* Page text *
■ ■ ■ ■
He was born in Middleborough, Massachusetts, to parents Daniel and Mary Kelleher. He attended public schools, and Harvard University, graduating in the class of 1885. He was a private tutor and law student in Syracuse, New York, from 1885 to 1890.

==Professional life==
In 1890, he relocated to Seattle, forming a law partnership with Judge George Meade Emory, and was actively engaged in the practice of law, as a member of that firm (later Bausman, Kelleher, Oldham & Goodale).

For several years he divided his time between banking and the law. On September 1, 1914, he retired from the law practice to give his whole time to the Seattle National Bank, as active chairman of the board of directors. Kelleher was also president of the Bank for Savings in Seattle, of the Bank of Commerce of Everett, and a director and on the executive committee of the Bank of Commerce of Anacortes, Washington.

He was president of the Riverside Timber Co., owning large timber lands in the State of Washington. In 1909, Kelleher purchased Mt. Airy, an estate of 2200 acre in the Shenandoah Valley of Virginia, which formerly belonged to his wife's grandfather Colonel Meem. He was one of the founders of the Harvard Club of Seattle, and was for several years its president.

He died in Seattle on February 20, 1929.
■ ■ ■ ■
[Extracted records]
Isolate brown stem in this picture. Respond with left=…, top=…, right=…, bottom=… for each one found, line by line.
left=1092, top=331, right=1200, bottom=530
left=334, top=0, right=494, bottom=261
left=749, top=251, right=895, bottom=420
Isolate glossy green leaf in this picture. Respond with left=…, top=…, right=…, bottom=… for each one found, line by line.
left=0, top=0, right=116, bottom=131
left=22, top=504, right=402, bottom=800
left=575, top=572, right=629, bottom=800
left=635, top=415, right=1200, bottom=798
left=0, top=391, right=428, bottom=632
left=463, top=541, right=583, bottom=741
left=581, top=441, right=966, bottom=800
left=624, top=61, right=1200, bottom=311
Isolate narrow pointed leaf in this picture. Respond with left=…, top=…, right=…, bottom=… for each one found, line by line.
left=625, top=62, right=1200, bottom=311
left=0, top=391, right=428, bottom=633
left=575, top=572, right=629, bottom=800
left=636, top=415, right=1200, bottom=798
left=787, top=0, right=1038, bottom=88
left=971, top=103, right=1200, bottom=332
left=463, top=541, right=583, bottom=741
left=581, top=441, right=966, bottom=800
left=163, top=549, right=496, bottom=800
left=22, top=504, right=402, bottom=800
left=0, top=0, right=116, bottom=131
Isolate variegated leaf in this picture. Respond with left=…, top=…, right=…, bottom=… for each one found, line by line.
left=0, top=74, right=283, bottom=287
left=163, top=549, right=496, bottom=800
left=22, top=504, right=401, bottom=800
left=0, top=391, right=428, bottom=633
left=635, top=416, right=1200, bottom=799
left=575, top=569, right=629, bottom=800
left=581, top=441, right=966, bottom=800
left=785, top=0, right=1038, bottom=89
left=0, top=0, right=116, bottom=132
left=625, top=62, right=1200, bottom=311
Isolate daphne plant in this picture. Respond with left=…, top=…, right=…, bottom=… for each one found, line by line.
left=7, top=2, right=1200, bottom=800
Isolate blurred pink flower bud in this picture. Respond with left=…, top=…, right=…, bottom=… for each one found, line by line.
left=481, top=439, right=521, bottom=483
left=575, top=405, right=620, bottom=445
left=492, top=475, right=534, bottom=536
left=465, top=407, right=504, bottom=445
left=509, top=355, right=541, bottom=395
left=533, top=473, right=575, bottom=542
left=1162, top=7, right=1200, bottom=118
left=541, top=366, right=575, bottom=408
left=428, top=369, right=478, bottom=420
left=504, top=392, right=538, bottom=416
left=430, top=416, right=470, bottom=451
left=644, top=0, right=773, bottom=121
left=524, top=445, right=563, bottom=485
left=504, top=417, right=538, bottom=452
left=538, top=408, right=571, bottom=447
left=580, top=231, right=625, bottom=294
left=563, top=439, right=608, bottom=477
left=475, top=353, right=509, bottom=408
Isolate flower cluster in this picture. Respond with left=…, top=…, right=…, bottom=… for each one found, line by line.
■ ■ ■ ■
* Task requirements *
Condense the paragraph of the Kelleher biography beginning "For several years he divided his time" into a short bulleted list that keeps its main facts. None of the extracted lines is needed here.

* Exercise output *
- Divided his time between banking and law for several years.
- Retired from law practice on September 1, 1914, to work full time for the Seattle National Bank as active chairman of the board of directors.
- President of the Bank for Savings in Seattle and of the Bank of Commerce of Everett.
- Director and executive committee member of the Bank of Commerce of Anacortes, Washington.